Stated problem: Gather every line of the items below that contains the word "jacket", treating uppercase and lowercase as different.

Source records:
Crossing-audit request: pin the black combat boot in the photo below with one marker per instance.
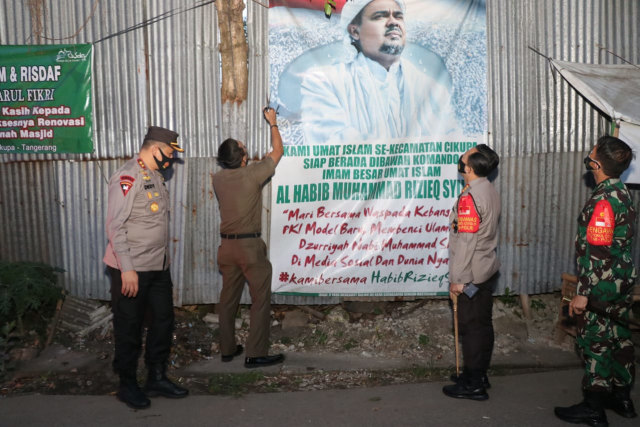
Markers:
(130, 393)
(470, 385)
(590, 411)
(159, 385)
(457, 378)
(620, 402)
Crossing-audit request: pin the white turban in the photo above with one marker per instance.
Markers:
(352, 7)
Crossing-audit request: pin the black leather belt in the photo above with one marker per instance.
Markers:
(240, 236)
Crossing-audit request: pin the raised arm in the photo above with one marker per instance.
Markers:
(276, 140)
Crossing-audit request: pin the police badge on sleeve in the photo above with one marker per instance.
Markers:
(601, 225)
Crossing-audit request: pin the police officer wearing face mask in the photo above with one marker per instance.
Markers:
(137, 258)
(473, 267)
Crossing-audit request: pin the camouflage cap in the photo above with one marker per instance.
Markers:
(156, 133)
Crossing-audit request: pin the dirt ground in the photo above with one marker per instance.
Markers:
(420, 331)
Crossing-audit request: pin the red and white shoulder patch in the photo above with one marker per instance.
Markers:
(601, 225)
(126, 182)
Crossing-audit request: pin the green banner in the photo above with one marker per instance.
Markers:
(45, 99)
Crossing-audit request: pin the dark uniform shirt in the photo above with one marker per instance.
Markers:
(137, 219)
(608, 267)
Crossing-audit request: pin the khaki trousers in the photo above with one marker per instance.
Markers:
(239, 261)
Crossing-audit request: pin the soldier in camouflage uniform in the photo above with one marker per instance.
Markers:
(606, 275)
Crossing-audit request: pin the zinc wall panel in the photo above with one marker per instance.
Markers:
(157, 62)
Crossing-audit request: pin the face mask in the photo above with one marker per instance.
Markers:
(461, 165)
(587, 163)
(165, 162)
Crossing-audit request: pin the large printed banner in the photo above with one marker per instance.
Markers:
(45, 99)
(376, 104)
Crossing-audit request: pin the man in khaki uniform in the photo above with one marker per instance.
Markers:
(473, 267)
(137, 258)
(242, 254)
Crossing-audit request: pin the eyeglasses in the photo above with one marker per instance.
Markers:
(594, 161)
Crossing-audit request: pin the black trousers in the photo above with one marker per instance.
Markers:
(476, 328)
(155, 293)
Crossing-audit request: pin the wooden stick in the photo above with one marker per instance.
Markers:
(455, 330)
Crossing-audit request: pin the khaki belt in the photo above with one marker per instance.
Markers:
(240, 236)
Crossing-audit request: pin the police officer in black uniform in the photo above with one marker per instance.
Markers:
(137, 258)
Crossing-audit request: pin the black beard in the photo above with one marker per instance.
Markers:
(391, 49)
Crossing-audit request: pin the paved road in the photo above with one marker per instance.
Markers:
(517, 400)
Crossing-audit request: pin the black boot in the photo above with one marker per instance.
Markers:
(159, 385)
(130, 393)
(468, 386)
(620, 402)
(590, 411)
(457, 378)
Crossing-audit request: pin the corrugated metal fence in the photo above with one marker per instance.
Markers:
(156, 62)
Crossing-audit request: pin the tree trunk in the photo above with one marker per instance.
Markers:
(233, 51)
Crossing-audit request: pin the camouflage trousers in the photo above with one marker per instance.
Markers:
(607, 349)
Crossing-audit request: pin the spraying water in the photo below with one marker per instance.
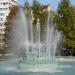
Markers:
(36, 53)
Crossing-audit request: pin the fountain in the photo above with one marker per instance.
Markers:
(25, 42)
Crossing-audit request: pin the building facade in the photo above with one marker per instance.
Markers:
(4, 12)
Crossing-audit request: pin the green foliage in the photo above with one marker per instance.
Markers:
(8, 25)
(38, 12)
(65, 20)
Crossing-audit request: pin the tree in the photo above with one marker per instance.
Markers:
(65, 20)
(8, 25)
(26, 5)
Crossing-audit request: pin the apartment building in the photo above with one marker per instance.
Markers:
(4, 11)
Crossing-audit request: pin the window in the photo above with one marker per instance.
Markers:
(1, 14)
(1, 19)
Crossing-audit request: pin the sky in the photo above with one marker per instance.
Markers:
(53, 3)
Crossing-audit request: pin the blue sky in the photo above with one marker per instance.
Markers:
(53, 3)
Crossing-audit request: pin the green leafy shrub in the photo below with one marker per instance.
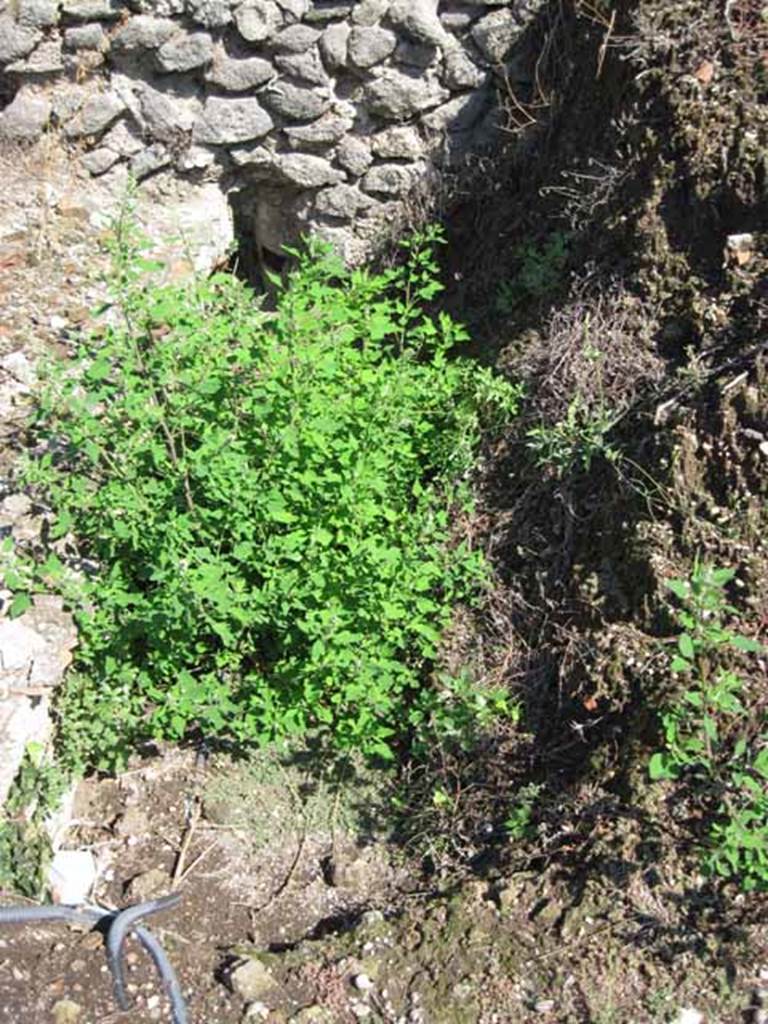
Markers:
(264, 503)
(710, 737)
(540, 273)
(25, 844)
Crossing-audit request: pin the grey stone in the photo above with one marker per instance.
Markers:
(391, 179)
(320, 11)
(370, 45)
(353, 156)
(66, 101)
(93, 10)
(100, 160)
(456, 20)
(160, 8)
(419, 18)
(370, 11)
(85, 37)
(36, 648)
(342, 201)
(307, 171)
(143, 33)
(163, 116)
(333, 44)
(400, 142)
(37, 13)
(25, 118)
(296, 8)
(211, 13)
(122, 140)
(257, 19)
(255, 156)
(416, 54)
(295, 101)
(43, 60)
(495, 34)
(226, 120)
(306, 67)
(239, 75)
(154, 158)
(399, 96)
(325, 131)
(197, 158)
(96, 114)
(296, 39)
(459, 114)
(461, 73)
(185, 51)
(252, 980)
(15, 40)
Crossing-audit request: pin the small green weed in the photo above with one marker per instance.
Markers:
(25, 845)
(540, 273)
(574, 442)
(519, 823)
(709, 736)
(265, 499)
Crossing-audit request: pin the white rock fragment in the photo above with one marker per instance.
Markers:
(71, 876)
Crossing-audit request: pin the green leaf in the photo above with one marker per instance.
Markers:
(685, 646)
(747, 644)
(19, 603)
(660, 767)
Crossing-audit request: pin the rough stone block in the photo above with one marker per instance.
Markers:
(92, 10)
(495, 34)
(295, 101)
(25, 118)
(419, 19)
(98, 161)
(389, 179)
(295, 8)
(163, 115)
(307, 171)
(305, 67)
(16, 40)
(296, 39)
(154, 158)
(370, 11)
(85, 37)
(325, 131)
(401, 142)
(211, 13)
(96, 114)
(460, 72)
(370, 45)
(144, 33)
(185, 51)
(258, 19)
(342, 201)
(458, 115)
(333, 45)
(238, 75)
(226, 120)
(354, 156)
(37, 13)
(46, 59)
(400, 96)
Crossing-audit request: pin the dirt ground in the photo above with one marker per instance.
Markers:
(643, 167)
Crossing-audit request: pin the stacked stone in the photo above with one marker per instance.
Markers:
(329, 113)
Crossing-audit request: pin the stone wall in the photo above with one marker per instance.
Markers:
(327, 116)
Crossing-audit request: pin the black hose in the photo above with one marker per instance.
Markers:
(117, 935)
(120, 924)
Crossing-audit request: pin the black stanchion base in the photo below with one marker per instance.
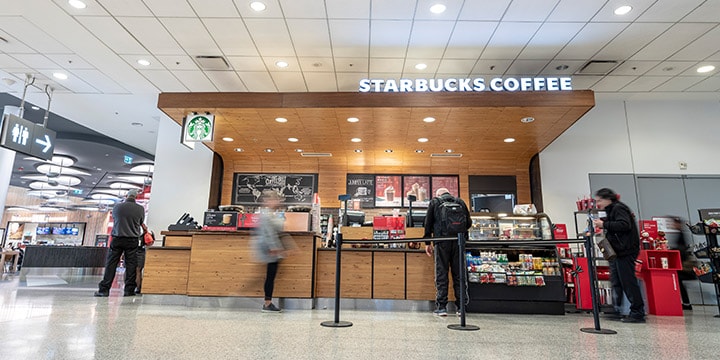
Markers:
(601, 331)
(463, 328)
(336, 324)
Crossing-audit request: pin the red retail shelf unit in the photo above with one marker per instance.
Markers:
(661, 282)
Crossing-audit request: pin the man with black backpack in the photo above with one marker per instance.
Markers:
(447, 216)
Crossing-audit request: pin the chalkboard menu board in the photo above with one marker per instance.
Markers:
(297, 189)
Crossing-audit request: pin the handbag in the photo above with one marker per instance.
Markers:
(607, 250)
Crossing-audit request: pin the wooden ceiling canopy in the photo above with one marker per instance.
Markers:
(473, 124)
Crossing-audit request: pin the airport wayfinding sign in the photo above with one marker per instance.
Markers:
(27, 137)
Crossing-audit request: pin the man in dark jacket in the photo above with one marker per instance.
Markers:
(446, 252)
(622, 233)
(128, 218)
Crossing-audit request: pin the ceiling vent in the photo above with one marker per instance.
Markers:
(211, 62)
(446, 155)
(316, 154)
(598, 67)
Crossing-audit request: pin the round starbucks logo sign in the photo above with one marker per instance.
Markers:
(199, 128)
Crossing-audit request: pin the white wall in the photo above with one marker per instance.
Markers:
(642, 137)
(181, 182)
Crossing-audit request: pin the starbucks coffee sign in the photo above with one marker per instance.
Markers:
(198, 128)
(510, 84)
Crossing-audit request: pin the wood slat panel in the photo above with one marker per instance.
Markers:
(389, 275)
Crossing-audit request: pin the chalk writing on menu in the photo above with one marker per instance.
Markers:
(296, 189)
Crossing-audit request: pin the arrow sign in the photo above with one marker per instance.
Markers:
(46, 143)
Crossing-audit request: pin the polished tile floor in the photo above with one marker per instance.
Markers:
(64, 321)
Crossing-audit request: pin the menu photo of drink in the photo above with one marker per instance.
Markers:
(388, 191)
(419, 186)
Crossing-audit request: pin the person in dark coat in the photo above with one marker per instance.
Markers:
(621, 231)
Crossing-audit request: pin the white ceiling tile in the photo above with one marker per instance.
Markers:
(195, 81)
(549, 40)
(126, 7)
(33, 36)
(258, 81)
(612, 83)
(272, 9)
(112, 34)
(707, 12)
(100, 81)
(509, 39)
(192, 36)
(526, 67)
(232, 36)
(590, 40)
(289, 81)
(214, 8)
(395, 9)
(349, 65)
(152, 35)
(469, 39)
(315, 64)
(356, 9)
(671, 41)
(529, 10)
(247, 63)
(669, 11)
(303, 9)
(703, 47)
(310, 37)
(177, 62)
(164, 80)
(456, 66)
(226, 81)
(350, 81)
(607, 13)
(484, 10)
(645, 83)
(350, 38)
(429, 38)
(678, 83)
(318, 82)
(386, 65)
(576, 11)
(170, 8)
(271, 37)
(632, 38)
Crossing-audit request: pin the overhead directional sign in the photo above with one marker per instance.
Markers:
(27, 137)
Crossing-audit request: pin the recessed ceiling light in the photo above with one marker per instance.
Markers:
(257, 6)
(706, 68)
(623, 10)
(77, 4)
(438, 9)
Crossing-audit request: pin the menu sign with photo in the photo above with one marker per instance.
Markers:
(362, 189)
(418, 186)
(388, 191)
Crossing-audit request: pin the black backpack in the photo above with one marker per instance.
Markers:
(452, 217)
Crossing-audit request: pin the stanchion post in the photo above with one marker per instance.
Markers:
(463, 287)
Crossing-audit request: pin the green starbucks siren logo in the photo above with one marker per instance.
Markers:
(199, 128)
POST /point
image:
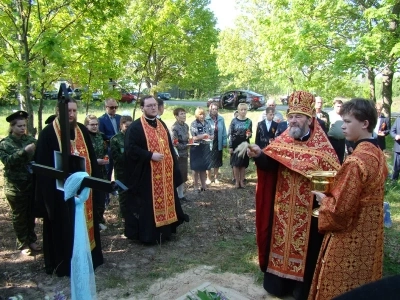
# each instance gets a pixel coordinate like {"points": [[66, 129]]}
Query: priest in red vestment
{"points": [[287, 236], [152, 176], [351, 215]]}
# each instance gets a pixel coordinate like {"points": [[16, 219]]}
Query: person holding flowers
{"points": [[266, 129], [180, 139], [240, 130], [200, 155]]}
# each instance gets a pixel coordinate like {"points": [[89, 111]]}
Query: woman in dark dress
{"points": [[180, 138], [240, 130], [200, 155]]}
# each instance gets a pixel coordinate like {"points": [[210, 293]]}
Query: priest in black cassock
{"points": [[59, 215], [152, 176]]}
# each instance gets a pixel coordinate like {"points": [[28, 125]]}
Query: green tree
{"points": [[174, 46], [37, 37]]}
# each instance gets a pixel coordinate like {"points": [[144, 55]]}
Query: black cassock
{"points": [[139, 221], [59, 215]]}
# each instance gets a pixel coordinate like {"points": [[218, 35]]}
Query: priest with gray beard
{"points": [[287, 234]]}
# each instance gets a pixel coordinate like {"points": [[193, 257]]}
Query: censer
{"points": [[321, 182]]}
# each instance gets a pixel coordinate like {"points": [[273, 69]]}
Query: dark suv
{"points": [[234, 97], [164, 96]]}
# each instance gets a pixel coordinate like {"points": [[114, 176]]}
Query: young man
{"points": [[351, 215], [266, 129], [335, 133]]}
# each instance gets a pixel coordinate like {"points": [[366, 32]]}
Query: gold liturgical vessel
{"points": [[321, 182]]}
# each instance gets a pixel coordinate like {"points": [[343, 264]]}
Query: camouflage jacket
{"points": [[100, 148], [15, 158], [117, 153], [181, 133]]}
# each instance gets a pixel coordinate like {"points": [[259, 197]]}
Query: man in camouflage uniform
{"points": [[117, 152], [16, 152]]}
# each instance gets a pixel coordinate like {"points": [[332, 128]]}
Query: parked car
{"points": [[213, 99], [77, 94], [164, 96], [127, 97], [233, 97], [97, 95], [50, 95], [284, 100]]}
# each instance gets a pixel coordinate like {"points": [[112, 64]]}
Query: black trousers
{"points": [[340, 146]]}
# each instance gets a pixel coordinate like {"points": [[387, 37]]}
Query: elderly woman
{"points": [[240, 130], [98, 140], [220, 137], [117, 152], [200, 157], [180, 137], [16, 152]]}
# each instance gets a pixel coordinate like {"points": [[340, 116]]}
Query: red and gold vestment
{"points": [[352, 219], [283, 236]]}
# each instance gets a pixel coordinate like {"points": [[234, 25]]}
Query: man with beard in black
{"points": [[58, 214], [152, 175]]}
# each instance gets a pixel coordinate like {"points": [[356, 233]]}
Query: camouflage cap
{"points": [[50, 119], [301, 102], [17, 115]]}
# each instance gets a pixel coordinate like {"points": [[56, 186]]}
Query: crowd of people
{"points": [[301, 255]]}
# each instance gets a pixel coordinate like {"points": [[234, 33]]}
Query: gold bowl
{"points": [[322, 180]]}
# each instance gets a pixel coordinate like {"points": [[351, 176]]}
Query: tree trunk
{"points": [[371, 82], [387, 82]]}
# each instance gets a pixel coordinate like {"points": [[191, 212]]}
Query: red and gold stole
{"points": [[79, 147], [162, 177], [293, 198]]}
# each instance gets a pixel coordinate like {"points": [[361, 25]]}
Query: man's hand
{"points": [[102, 162], [30, 148], [253, 150], [320, 196], [157, 156]]}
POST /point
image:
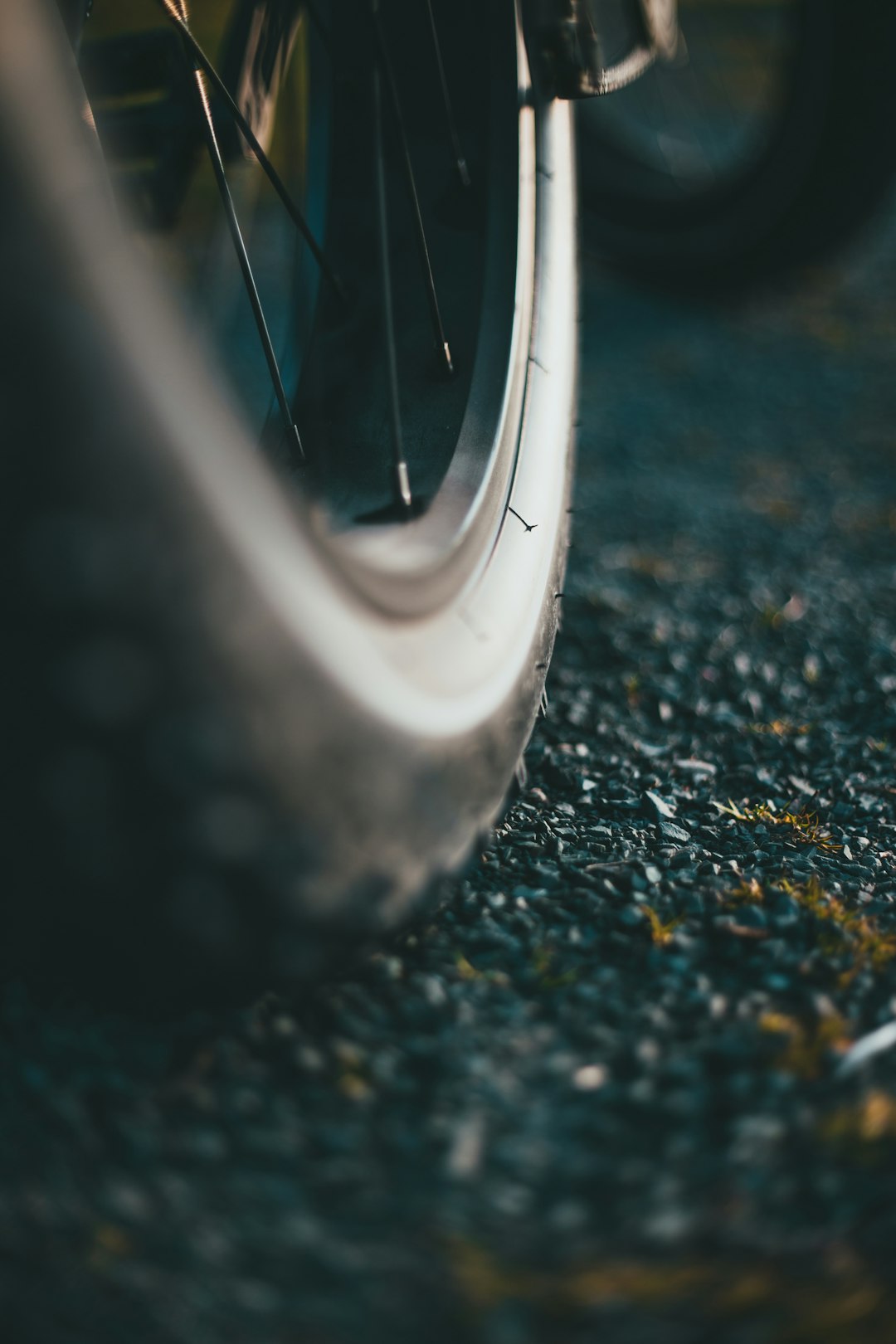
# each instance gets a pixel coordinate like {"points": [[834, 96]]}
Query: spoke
{"points": [[386, 67], [266, 166], [179, 7], [460, 160], [399, 464]]}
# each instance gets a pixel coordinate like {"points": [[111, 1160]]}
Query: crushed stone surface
{"points": [[626, 1082]]}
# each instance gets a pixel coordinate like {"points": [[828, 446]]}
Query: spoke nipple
{"points": [[403, 483]]}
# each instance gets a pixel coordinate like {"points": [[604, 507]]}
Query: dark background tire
{"points": [[826, 163]]}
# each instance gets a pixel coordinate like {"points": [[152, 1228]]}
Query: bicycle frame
{"points": [[585, 49]]}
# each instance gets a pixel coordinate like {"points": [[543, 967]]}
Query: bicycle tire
{"points": [[238, 749], [826, 166]]}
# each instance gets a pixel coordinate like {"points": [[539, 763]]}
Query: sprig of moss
{"points": [[660, 933], [805, 827], [806, 1043]]}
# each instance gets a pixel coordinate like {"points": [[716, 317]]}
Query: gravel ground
{"points": [[622, 1086]]}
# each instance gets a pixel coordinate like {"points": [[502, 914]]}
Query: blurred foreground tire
{"points": [[236, 745]]}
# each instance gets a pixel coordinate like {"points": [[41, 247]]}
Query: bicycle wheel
{"points": [[766, 144], [260, 706]]}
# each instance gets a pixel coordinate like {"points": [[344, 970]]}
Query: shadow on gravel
{"points": [[617, 1086]]}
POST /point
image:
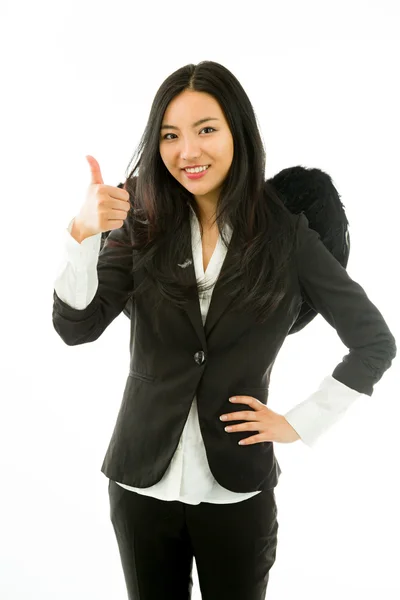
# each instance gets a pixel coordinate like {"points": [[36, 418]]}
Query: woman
{"points": [[215, 269]]}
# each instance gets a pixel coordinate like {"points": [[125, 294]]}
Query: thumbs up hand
{"points": [[106, 207]]}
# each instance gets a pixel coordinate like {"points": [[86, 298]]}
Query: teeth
{"points": [[197, 170]]}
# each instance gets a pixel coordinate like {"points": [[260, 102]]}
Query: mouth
{"points": [[196, 175]]}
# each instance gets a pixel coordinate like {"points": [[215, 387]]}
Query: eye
{"points": [[165, 136]]}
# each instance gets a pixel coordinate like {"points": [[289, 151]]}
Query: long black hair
{"points": [[263, 228]]}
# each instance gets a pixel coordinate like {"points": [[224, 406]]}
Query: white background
{"points": [[78, 78]]}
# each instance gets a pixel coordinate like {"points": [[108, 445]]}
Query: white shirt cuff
{"points": [[315, 415]]}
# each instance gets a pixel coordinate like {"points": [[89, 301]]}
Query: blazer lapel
{"points": [[220, 299]]}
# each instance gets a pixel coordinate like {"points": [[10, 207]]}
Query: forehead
{"points": [[190, 106]]}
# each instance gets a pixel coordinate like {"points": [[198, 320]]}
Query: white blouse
{"points": [[188, 477]]}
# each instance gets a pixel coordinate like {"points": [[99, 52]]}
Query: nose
{"points": [[190, 150]]}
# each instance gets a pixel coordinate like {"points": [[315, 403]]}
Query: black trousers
{"points": [[234, 545]]}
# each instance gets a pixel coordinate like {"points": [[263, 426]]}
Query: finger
{"points": [[238, 416], [250, 426], [254, 439], [95, 172]]}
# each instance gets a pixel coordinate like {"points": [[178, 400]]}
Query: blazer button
{"points": [[199, 357]]}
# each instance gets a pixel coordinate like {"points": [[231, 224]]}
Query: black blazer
{"points": [[231, 354]]}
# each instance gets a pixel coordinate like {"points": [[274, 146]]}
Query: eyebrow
{"points": [[194, 124]]}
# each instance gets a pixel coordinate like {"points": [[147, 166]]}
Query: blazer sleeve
{"points": [[115, 287], [343, 303]]}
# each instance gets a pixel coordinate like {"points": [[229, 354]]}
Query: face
{"points": [[184, 143]]}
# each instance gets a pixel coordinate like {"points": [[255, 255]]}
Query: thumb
{"points": [[94, 169]]}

Result below:
Crossing-audit request: pin the man in dark jacket in the photo above with one marker per instance.
Query: camouflage jacket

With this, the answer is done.